### Problem to work on
Resume the blog post about following links to a controversial photography exhibit, picking up right after its last sentence.

### Provided text
□ □ □ □ □

A few items down the list was a link to a blog. I clicked to read the article because from the little blurb in the Google listing, it seemed to me like some Puritannical right-winger was getting his undies in a bundle about somebody else's artistic expressions again, and I was curious to see what he was foaming at the mouth about.

I followed the link on Mr. Owen's blog, which took me to another blog and another article which told me more about what Mr. Owen was talking about. By this time I'd concluded that neither Mr. Owen nor Mr. Hawk are Puritannical or foaming at the mouth; I can't speak for their politics because frankly, politics don't matter in this situation, though I'm sure there are those who will say they matter a great deal. And from Mr. Hawk's blog post, I found a link to the topic of all this controversy.

Click this link, if you wish. It is "safe for work" in the traditional sense, but the subject matter may disturb you and those around you. The link connects to the work of Jill Greenberg, a photographer; this exhibit, called "End Times", is being featured at a New York gallery.

□ □ □ □ □

### Supplied material
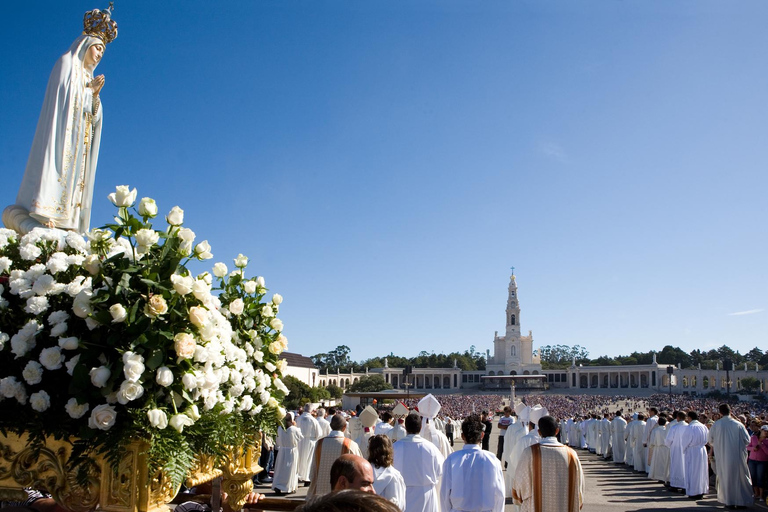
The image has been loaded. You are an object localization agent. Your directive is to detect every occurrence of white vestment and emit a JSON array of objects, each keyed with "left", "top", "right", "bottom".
[
  {"left": 373, "top": 466, "right": 405, "bottom": 510},
  {"left": 624, "top": 420, "right": 637, "bottom": 467},
  {"left": 600, "top": 418, "right": 611, "bottom": 459},
  {"left": 387, "top": 423, "right": 408, "bottom": 443},
  {"left": 440, "top": 444, "right": 509, "bottom": 512},
  {"left": 648, "top": 424, "right": 669, "bottom": 482},
  {"left": 681, "top": 421, "right": 709, "bottom": 496},
  {"left": 316, "top": 418, "right": 331, "bottom": 438},
  {"left": 10, "top": 35, "right": 104, "bottom": 233},
  {"left": 502, "top": 421, "right": 528, "bottom": 497},
  {"left": 664, "top": 422, "right": 688, "bottom": 489},
  {"left": 611, "top": 416, "right": 627, "bottom": 464},
  {"left": 630, "top": 420, "right": 646, "bottom": 472},
  {"left": 643, "top": 416, "right": 659, "bottom": 471},
  {"left": 296, "top": 412, "right": 321, "bottom": 481},
  {"left": 272, "top": 425, "right": 304, "bottom": 493},
  {"left": 393, "top": 434, "right": 445, "bottom": 512},
  {"left": 709, "top": 416, "right": 752, "bottom": 506}
]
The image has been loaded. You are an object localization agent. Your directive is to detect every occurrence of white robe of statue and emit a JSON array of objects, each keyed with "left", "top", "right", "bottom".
[
  {"left": 8, "top": 35, "right": 104, "bottom": 233},
  {"left": 664, "top": 421, "right": 688, "bottom": 489},
  {"left": 611, "top": 416, "right": 627, "bottom": 464},
  {"left": 709, "top": 416, "right": 752, "bottom": 506},
  {"left": 681, "top": 421, "right": 719, "bottom": 496}
]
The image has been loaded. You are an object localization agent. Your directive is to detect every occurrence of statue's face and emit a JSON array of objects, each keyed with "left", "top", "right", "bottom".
[{"left": 83, "top": 43, "right": 104, "bottom": 71}]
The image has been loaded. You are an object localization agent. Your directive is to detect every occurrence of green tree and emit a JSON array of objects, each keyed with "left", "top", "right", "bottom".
[
  {"left": 349, "top": 375, "right": 392, "bottom": 393},
  {"left": 325, "top": 384, "right": 344, "bottom": 398},
  {"left": 740, "top": 377, "right": 760, "bottom": 393}
]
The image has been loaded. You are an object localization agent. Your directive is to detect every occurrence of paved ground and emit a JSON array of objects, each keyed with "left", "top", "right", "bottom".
[{"left": 258, "top": 418, "right": 768, "bottom": 512}]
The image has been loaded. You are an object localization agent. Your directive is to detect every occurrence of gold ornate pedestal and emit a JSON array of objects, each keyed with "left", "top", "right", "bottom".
[{"left": 0, "top": 433, "right": 262, "bottom": 512}]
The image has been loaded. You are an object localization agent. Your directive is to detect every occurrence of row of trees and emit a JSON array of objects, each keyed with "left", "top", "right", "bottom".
[
  {"left": 539, "top": 345, "right": 768, "bottom": 370},
  {"left": 310, "top": 345, "right": 485, "bottom": 373}
]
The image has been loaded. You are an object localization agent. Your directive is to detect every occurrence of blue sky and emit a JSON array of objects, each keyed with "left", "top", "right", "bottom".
[{"left": 0, "top": 4, "right": 768, "bottom": 360}]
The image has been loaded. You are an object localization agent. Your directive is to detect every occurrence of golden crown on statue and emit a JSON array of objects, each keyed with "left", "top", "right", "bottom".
[{"left": 83, "top": 2, "right": 117, "bottom": 44}]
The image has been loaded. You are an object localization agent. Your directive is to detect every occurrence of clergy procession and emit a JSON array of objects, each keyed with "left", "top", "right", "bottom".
[{"left": 262, "top": 395, "right": 768, "bottom": 512}]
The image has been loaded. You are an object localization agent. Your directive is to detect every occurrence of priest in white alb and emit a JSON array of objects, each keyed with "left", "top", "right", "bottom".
[
  {"left": 611, "top": 411, "right": 627, "bottom": 464},
  {"left": 681, "top": 411, "right": 709, "bottom": 499},
  {"left": 709, "top": 403, "right": 752, "bottom": 507},
  {"left": 392, "top": 412, "right": 445, "bottom": 512},
  {"left": 440, "top": 414, "right": 504, "bottom": 512}
]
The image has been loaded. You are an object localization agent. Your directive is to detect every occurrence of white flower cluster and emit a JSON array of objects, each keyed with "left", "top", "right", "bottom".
[{"left": 0, "top": 186, "right": 288, "bottom": 432}]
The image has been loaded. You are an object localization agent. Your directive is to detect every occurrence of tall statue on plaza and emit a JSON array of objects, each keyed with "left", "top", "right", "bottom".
[{"left": 3, "top": 3, "right": 117, "bottom": 233}]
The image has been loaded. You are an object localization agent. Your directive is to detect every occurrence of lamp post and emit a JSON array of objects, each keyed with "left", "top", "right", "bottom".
[
  {"left": 723, "top": 358, "right": 733, "bottom": 399},
  {"left": 667, "top": 365, "right": 675, "bottom": 401}
]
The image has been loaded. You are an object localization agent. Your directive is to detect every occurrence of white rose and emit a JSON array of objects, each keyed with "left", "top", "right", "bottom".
[
  {"left": 192, "top": 279, "right": 211, "bottom": 302},
  {"left": 173, "top": 332, "right": 197, "bottom": 359},
  {"left": 88, "top": 404, "right": 117, "bottom": 430},
  {"left": 117, "top": 380, "right": 144, "bottom": 405},
  {"left": 169, "top": 414, "right": 195, "bottom": 433},
  {"left": 213, "top": 262, "right": 227, "bottom": 278},
  {"left": 147, "top": 409, "right": 168, "bottom": 430},
  {"left": 144, "top": 294, "right": 168, "bottom": 318},
  {"left": 155, "top": 366, "right": 173, "bottom": 388},
  {"left": 21, "top": 361, "right": 43, "bottom": 386},
  {"left": 83, "top": 254, "right": 101, "bottom": 276},
  {"left": 181, "top": 373, "right": 197, "bottom": 391},
  {"left": 40, "top": 347, "right": 64, "bottom": 370},
  {"left": 109, "top": 304, "right": 128, "bottom": 324},
  {"left": 229, "top": 298, "right": 245, "bottom": 315},
  {"left": 139, "top": 197, "right": 157, "bottom": 218},
  {"left": 186, "top": 405, "right": 200, "bottom": 421},
  {"left": 24, "top": 297, "right": 48, "bottom": 316},
  {"left": 189, "top": 306, "right": 208, "bottom": 328},
  {"left": 235, "top": 254, "right": 248, "bottom": 268},
  {"left": 64, "top": 398, "right": 89, "bottom": 419},
  {"left": 107, "top": 185, "right": 136, "bottom": 208},
  {"left": 29, "top": 391, "right": 51, "bottom": 412},
  {"left": 136, "top": 229, "right": 160, "bottom": 252},
  {"left": 195, "top": 240, "right": 213, "bottom": 260},
  {"left": 72, "top": 290, "right": 93, "bottom": 318},
  {"left": 59, "top": 336, "right": 80, "bottom": 350},
  {"left": 123, "top": 352, "right": 144, "bottom": 382},
  {"left": 88, "top": 366, "right": 112, "bottom": 388},
  {"left": 51, "top": 322, "right": 67, "bottom": 338},
  {"left": 165, "top": 206, "right": 184, "bottom": 226},
  {"left": 171, "top": 274, "right": 195, "bottom": 295}
]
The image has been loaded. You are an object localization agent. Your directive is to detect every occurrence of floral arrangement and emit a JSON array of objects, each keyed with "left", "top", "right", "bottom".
[{"left": 0, "top": 186, "right": 288, "bottom": 483}]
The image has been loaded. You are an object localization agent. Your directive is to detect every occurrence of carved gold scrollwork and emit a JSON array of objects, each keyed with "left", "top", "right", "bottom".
[{"left": 221, "top": 438, "right": 262, "bottom": 510}]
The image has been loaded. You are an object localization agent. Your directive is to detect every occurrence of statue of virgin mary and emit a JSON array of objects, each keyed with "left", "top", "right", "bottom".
[{"left": 3, "top": 9, "right": 117, "bottom": 233}]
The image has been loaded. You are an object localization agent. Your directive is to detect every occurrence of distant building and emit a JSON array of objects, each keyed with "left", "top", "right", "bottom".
[{"left": 280, "top": 352, "right": 326, "bottom": 388}]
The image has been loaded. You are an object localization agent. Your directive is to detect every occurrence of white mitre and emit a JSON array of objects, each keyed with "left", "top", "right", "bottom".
[
  {"left": 360, "top": 405, "right": 379, "bottom": 428},
  {"left": 528, "top": 404, "right": 549, "bottom": 429},
  {"left": 392, "top": 402, "right": 409, "bottom": 418}
]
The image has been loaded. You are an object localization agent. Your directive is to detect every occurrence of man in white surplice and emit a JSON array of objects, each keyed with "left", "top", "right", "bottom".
[
  {"left": 709, "top": 404, "right": 752, "bottom": 507},
  {"left": 643, "top": 407, "right": 659, "bottom": 472},
  {"left": 502, "top": 403, "right": 531, "bottom": 497},
  {"left": 681, "top": 411, "right": 709, "bottom": 499},
  {"left": 611, "top": 411, "right": 627, "bottom": 464},
  {"left": 440, "top": 414, "right": 509, "bottom": 512},
  {"left": 296, "top": 404, "right": 322, "bottom": 485},
  {"left": 664, "top": 411, "right": 688, "bottom": 489},
  {"left": 392, "top": 412, "right": 445, "bottom": 512}
]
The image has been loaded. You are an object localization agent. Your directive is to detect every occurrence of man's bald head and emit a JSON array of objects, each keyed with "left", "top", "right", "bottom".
[{"left": 331, "top": 453, "right": 376, "bottom": 494}]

□ □ □ □ □

### Output
"End Times" consists of head-and-shoulders photos of children--maybe three or four years old at the most--expressing extreme sadness, anger, distress, and frustration. Each photo is titled with a phrase evoking images of the Bush administration ("Four More Years") or fundamentalist theology ("Tribulation", "Intelligent Design"). To create these photos, Ms. Greenberg provoked the children into by giving each child a lollipop, then taking it away and photographing the resulting outburst.

Both Mr. Hawk and Mr. Owen make much more well-reasoned points about the photos than I could make; my reaction is purely emotional, and so I make no claim to being unbiased in regards to the theory, the artistic value, or the means of obtaining these photos.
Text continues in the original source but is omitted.